▶ Aim of the exercise
Write out every entry exactly as it appears.

▶ Stored data
-------

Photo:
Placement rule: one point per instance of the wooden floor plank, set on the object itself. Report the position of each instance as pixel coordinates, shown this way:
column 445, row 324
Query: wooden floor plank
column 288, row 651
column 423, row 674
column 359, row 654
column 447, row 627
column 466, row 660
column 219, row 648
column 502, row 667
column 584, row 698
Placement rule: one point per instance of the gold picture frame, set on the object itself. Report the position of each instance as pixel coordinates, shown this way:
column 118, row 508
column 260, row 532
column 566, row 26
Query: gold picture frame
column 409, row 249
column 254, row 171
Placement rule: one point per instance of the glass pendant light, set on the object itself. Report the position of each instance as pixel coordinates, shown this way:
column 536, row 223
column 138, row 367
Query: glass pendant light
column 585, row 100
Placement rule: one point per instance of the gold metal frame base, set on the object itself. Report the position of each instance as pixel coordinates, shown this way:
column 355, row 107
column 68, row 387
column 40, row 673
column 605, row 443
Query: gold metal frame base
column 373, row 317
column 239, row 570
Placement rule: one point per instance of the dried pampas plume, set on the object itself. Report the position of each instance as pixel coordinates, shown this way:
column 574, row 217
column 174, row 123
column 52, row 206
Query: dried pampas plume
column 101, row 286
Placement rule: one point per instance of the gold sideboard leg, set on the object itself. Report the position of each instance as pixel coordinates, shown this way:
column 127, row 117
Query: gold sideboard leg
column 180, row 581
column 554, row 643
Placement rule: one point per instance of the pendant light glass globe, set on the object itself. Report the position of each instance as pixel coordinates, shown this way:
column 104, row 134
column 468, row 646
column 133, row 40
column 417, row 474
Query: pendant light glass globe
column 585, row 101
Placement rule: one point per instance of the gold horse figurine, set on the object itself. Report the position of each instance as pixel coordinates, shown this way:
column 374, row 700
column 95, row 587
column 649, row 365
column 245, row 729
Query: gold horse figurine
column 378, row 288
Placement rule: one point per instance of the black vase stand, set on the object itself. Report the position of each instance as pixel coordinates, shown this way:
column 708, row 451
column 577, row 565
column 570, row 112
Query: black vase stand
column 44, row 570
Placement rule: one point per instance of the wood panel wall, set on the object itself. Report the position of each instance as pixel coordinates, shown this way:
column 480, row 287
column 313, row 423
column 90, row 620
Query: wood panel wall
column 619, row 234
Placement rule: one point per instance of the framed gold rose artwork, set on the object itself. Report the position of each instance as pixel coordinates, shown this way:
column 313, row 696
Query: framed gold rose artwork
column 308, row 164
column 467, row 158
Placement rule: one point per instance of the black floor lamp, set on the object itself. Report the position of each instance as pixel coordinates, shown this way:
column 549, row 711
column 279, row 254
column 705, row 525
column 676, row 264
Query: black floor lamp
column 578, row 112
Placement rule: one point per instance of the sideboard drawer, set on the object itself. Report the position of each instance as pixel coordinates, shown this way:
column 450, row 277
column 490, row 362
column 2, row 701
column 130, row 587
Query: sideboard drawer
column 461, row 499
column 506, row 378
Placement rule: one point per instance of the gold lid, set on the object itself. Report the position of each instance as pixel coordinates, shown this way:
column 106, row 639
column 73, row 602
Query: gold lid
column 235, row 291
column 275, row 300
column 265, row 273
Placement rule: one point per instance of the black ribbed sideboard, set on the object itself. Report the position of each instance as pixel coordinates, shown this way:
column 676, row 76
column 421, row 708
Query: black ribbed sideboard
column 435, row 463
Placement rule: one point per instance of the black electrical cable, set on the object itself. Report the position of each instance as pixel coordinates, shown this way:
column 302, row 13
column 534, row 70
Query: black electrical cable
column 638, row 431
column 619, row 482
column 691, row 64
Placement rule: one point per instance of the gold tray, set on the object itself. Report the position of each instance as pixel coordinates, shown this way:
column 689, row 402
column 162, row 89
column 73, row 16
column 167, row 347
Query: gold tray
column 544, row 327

-------

▶ Exercise solution
Photo:
Placement rule: one point per instance of the wooden floor plank, set on the object itself. Report the position of each instance as pixel coordinates, shown this way:
column 445, row 324
Query: wooden floor plank
column 288, row 651
column 423, row 674
column 359, row 654
column 447, row 627
column 466, row 660
column 219, row 648
column 502, row 667
column 584, row 698
Placement rule: one point per instance of the gold picture frame, set on the object itself. Report the position of each instance as pixel coordinates, shown this way:
column 118, row 508
column 260, row 532
column 566, row 26
Query: gold picture frame
column 409, row 249
column 254, row 171
Placement rule: one point per instance of the glass pendant light, set on the object itself. Report the position of each instance as pixel coordinates, shown this way:
column 536, row 223
column 138, row 367
Query: glass pendant light
column 585, row 100
Placement rule: one point per instance of the gold metal frame base, set on the object itself. Report the position of each instance as pixel coordinates, shown this way:
column 355, row 107
column 68, row 387
column 40, row 673
column 605, row 443
Query: gold metal frame base
column 373, row 317
column 239, row 570
Placement rule: one point per instance of the dried pampas plume, set on the object itself. Report the position of each instance as pixel coordinates, shown this way:
column 574, row 217
column 174, row 123
column 52, row 206
Query: dried pampas plume
column 101, row 286
Placement rule: one point per instance of the gold sideboard leg, set on the object itself. Report the position of each instance as pixel coordinates, shown this way:
column 127, row 117
Query: gold sideboard leg
column 180, row 581
column 554, row 643
Placement rule: one point per instance of the pendant light glass globe, set on the object itself. Report the position of each instance as pixel coordinates, shown this way:
column 104, row 134
column 468, row 646
column 133, row 40
column 417, row 474
Query: pendant light glass globe
column 585, row 101
Placement rule: one point per instance of the gold horse figurine, set on the object itself. Report the position of each instance as pixel coordinates, shown this way:
column 374, row 700
column 95, row 587
column 649, row 365
column 245, row 729
Query: gold horse figurine
column 378, row 288
Placement rule: one point per instance of the black vase stand, set on the object itself. Report the position of each instance as pixel coordinates, shown this way:
column 708, row 451
column 577, row 565
column 570, row 112
Query: black vase stand
column 44, row 570
Placement rule: one point per instance of the wood panel wall, set on the object itself. Report the position of each instance as pixel coordinates, shown this way:
column 480, row 287
column 313, row 423
column 90, row 620
Query: wood panel wall
column 619, row 234
Placement rule: one point per instance of the framed gold rose artwork, set on the object itself. Report the position of each instance as pixel coordinates, shown this way:
column 313, row 696
Query: framed gold rose artwork
column 308, row 164
column 467, row 158
Placement rule: one point per instance of the black floor lamp, set on the object itself. Report the position of each instance as pixel coordinates, shown this way:
column 549, row 711
column 279, row 254
column 705, row 525
column 676, row 264
Query: black floor lamp
column 578, row 112
Placement rule: one point per instance of the sideboard drawer, set on the object itself. Report the position of each instance as pixel coordinates, shown this way:
column 450, row 277
column 490, row 362
column 2, row 701
column 130, row 587
Query: sideboard drawer
column 461, row 499
column 506, row 378
Placement rule: one point per instance of the gold lid, set on the object itself. Report the position of each instance as pixel coordinates, shown this way:
column 106, row 639
column 73, row 602
Query: gold lid
column 235, row 291
column 275, row 300
column 265, row 273
Placement rule: one point per instance of the black ribbed sideboard, set on the object itself. Report the position of each instance as pixel coordinates, shown this way:
column 676, row 76
column 421, row 708
Query: black ribbed sideboard
column 435, row 463
Placement rule: one point per instance of the black electrical cable, set on the object itself. Report the position of each instance as pixel coordinates, shown this way:
column 302, row 13
column 534, row 70
Query: black electrical cable
column 638, row 431
column 619, row 482
column 691, row 64
Placement rule: one point per instance of the gold tray, set on the object itself. Report the position of each instance as pixel coordinates, shown this way:
column 689, row 402
column 162, row 89
column 73, row 16
column 167, row 347
Query: gold tray
column 544, row 327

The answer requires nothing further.